▸ Document extract:

╭──

Your guide to staying healthy this cold and flu season
Simple, practical and evidence-based tips to ramp up your immune system for the coming flu season. Take your health into your own hands and have a flu-free winter.
Supporting your immune system has never been more crucial. Another wave of COVID-19 is still a possibility and flu season is upon us. With so much information available on the Internet, let’s look at some simple, time-tested and proven approaches to staying healthy during flu season.
Stay hydrated! This sounds a little foreign in the context of flu season, but you’ll soon see why it makes sense. The most basic reason has to do with how our first line immune defenses operate. We come into contact with pathogens through our “mucous membranes” – the eyes, nose, mouth, and throat. These body areas are moist in order to protect us from potential pathogens (everything from dust and mold to bacteria and viruses). A portion of our immune system lives in our secretions – tears, saliva, nasal mucus, etc. – and it requires a moist environment to function optimally. When we are well-hydrated, we are promoting the best possible environment for our first line immune system to defend us. Hydrating fluids include filtered water, herbal teas, coconut water or carbonated (sugar and sweetener-free) water like La Croix, Bubly, Polar and Spindrift. Aim to drink between 64 and 100 oz. of fluids daily, depending upon your size and activity level. Another way to check your hydration status is to see if your urine remains light yellow all day long.

╰──

▸ Information supplied:
╭──

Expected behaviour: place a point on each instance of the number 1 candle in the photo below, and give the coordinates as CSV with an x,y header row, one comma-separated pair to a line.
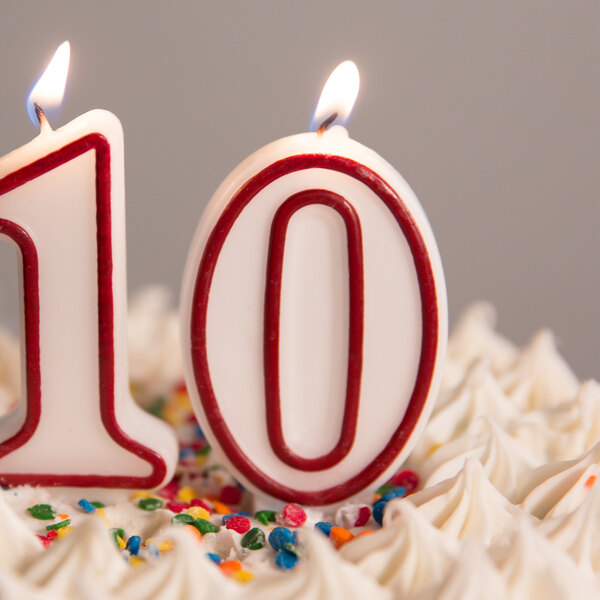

╰──

▸ What to work on:
#1 Repeat the passage of the flu season guide, starting with "Supporting your immune" and going on through "during flu season.".
#2 What daily fluid intake does the flu season guide recommend?

▸ Answers provided:
#1
Supporting your immune system has never been more crucial. Another wave of COVID-19 is still a possibility and flu season is upon us. With so much information available on the Internet, let’s look at some simple, time-tested and proven approaches to staying healthy during flu season.

#2 Between 64 and 100 oz. of fluids daily, depending upon size and activity level.